START Data shown
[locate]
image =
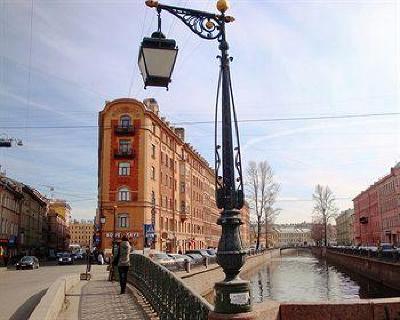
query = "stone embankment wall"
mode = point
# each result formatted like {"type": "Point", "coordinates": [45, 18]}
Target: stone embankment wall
{"type": "Point", "coordinates": [202, 281]}
{"type": "Point", "coordinates": [368, 309]}
{"type": "Point", "coordinates": [384, 272]}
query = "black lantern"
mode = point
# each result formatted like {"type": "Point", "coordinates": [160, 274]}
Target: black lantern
{"type": "Point", "coordinates": [157, 56]}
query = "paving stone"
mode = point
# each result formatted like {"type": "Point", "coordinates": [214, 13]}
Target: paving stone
{"type": "Point", "coordinates": [101, 300]}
END Data shown
** What the task asks **
Copy the records above line for line, leaving out the pictures.

** Response to this exercise **
[locate]
image =
query = "stone embankment wall"
mode = point
# each result formatted like {"type": "Point", "coordinates": [45, 18]}
Target: stone embankment wall
{"type": "Point", "coordinates": [202, 281]}
{"type": "Point", "coordinates": [368, 309]}
{"type": "Point", "coordinates": [384, 272]}
query = "black lantern"
mode = point
# each result formatted like {"type": "Point", "coordinates": [160, 274]}
Target: black lantern
{"type": "Point", "coordinates": [157, 56]}
query = "paving stone"
mode = point
# each result formatted like {"type": "Point", "coordinates": [214, 13]}
Target: paving stone
{"type": "Point", "coordinates": [101, 300]}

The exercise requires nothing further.